## LISTE DES TÂCHES
- a) Répondez aux questions suivantes d'après le texte sur les échanges :
(i) Contre quoi nos globules échangent-ils de l'oxygène dans les poumons ?
(ii) Quel nom Lucrèce donne-t-il à la déviation des atomes ?
(iii) Quelle théorie est présentée comme un « modèle » plus sûr que la cybernétique ?
- b) Recopiez le passage du texte sur les échanges qui va de « 1 — Au niveau » à « l’échange des particules. », en substituant « immense » à « gigantesque ».

## TEXTE
####################
Le premier pas dans cette direction est une réflexion sur l'échange ou les échanges parce que toute action est interaction, et parce que le monde humain est inter-humain. La vie est déjà un ensemble d’échanges entre l'organisme et son milieu de vie, même au niveau des organismes élémentaires. Au niveau humain, les échanges constituent le fait premier : ils sont à l’origine du langage et de toute société, quelle que soit sa structure. Tout est échanges, depuis l’échange de gaz carbonique contre de l’oxygène, opéré par nos globules dans les poumons, jusqu’aux problèmes économiques les plus complexes de circulation des biens à l’intérieur des frontières nationales ou entre les pays du monde. L’importance actuelle, dans tous les domaines, des communications et des moyens (et des voies) de communication traduit la nécessité croissante des échanges. Le fait paradoxal que l’on puisse échanger des injures, des coups de feu, des coups de canon, aussi bien qu’échanger des cadeaux, des caresses, des serments ou des idées, prouve bien que la relation inter humaine est le donné fondamental, quelles que soient ses modalités, ses vicissitudes et même ses maladies.

— I — Les échanges physiques et biologiques.

1 — Au niveau des atomes. Lucrèce expliquait dès le Ie siècle avant J.-C. que tant que les atomes tombent parallèlement dans le vide, aucun corps physique n’est possible. Seule leur déviation (le clinamen), en les faisant se rencontrer, crée les corps, les organismes et le monde. De nos jours, la chimie ne nous montre qu’une gigantesque et quasi infinie variation sur l’échange des particules.

2 — Au niveau physique, ce sont les échanges d’énergie qui jouent le rôle fondamental, ainsi que les rapports de forces, particulièrement en thermodynamique et en mécanique.

3 — Au niveau biologique, le phénomène est encore plus évident. Nous avons vu que tout organisme ne subsiste et ne se développe que par des échanges non-quelconques avec son milieu écologique, et par des échanges internes au niveau de ses tissus et organes. A ce niveau, l’échange montre le caractère essentiel du feed-back, c’est-à-dire de la réaction en retour, car l’échange n’est pas simplement émission ni réception, mais une relation à deux voies, un aller-retour. La théorie générale des systèmes de Bertalanffy (qui est ici un « modèle » plus sûr que la cybernétique) pose que les systèmes vivants sont ouverts sur l’extérieur, reçoivent des informations ou des impacts (imputs), se modifient, réagissent, interviennent sur le milieu, et ont connaissance de ces effets (feed-back) pour réguler leur action en vue d’un équilibre bio-écologique.
####################
## JEU DE DONNÉES
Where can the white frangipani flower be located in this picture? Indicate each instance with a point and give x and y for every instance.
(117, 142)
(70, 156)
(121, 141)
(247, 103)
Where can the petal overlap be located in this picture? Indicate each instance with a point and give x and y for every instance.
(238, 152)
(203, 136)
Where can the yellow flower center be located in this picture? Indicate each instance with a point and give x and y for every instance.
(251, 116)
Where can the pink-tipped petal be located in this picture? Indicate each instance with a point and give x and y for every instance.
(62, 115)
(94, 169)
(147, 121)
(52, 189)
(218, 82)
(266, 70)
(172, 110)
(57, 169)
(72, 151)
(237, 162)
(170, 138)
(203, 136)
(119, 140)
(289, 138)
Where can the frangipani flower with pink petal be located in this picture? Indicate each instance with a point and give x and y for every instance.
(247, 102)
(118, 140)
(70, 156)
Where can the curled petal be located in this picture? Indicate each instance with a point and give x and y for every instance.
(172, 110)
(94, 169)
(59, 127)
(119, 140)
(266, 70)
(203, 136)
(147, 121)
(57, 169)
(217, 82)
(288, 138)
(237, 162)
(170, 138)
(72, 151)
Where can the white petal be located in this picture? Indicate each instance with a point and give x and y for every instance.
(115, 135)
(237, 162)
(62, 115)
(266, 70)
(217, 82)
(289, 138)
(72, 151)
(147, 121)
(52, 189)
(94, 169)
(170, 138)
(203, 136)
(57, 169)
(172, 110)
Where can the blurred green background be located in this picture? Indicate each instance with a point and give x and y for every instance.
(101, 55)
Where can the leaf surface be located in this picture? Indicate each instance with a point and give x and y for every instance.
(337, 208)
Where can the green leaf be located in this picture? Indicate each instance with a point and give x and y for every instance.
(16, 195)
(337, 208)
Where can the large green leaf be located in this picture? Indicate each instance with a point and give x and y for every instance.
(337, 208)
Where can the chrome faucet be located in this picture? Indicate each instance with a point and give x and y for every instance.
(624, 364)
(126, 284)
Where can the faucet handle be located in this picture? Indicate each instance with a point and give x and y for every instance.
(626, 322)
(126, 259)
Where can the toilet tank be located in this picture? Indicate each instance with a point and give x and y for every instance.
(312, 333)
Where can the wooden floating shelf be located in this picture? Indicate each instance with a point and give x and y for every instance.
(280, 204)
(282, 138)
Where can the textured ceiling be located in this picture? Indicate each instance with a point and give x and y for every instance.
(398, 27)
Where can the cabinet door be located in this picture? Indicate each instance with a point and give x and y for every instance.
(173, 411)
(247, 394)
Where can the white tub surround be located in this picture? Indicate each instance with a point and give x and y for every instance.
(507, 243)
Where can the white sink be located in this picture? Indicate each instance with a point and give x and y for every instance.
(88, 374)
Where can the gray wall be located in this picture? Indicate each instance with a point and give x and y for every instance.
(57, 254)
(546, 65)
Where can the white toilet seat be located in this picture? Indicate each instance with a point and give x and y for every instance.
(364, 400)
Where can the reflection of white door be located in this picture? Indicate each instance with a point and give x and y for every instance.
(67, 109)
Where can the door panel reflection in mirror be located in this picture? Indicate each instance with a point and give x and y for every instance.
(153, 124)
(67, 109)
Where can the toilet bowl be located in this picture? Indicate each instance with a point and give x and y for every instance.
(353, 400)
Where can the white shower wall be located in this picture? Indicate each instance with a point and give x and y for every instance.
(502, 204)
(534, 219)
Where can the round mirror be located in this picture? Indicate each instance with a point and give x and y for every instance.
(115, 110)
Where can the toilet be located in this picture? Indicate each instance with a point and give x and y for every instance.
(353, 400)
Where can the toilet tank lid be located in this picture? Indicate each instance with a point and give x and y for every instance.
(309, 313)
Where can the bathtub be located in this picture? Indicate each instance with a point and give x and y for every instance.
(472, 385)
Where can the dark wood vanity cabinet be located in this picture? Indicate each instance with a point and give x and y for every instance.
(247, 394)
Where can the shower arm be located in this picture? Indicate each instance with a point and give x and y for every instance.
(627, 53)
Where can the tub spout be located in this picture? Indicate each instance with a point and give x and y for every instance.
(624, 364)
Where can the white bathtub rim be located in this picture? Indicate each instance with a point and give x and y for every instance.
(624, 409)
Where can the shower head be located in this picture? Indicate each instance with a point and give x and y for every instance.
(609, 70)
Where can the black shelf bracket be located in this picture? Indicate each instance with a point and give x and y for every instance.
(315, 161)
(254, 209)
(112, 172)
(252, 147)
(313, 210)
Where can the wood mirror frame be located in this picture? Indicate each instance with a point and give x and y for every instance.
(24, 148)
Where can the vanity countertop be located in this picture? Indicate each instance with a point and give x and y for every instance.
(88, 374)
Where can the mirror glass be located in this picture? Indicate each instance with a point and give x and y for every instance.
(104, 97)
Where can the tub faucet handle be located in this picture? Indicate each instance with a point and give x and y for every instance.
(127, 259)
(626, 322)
####################
## RÉPONSES AUX TÂCHES
- a)
(i) Contre du gaz carbonique.
(ii) Le clinamen.
(iii) La théorie générale des systèmes de Bertalanffy.

- b)
1 — Au niveau des atomes. Lucrèce expliquait dès le Ie siècle avant J.-C. que tant que les atomes tombent parallèlement dans le vide, aucun corps physique n’est possible. Seule leur déviation (le clinamen), en les faisant se rencontrer, crée les corps, les organismes et le monde. De nos jours, la chimie ne nous montre qu’une immense et quasi infinie variation sur l’échange des particules.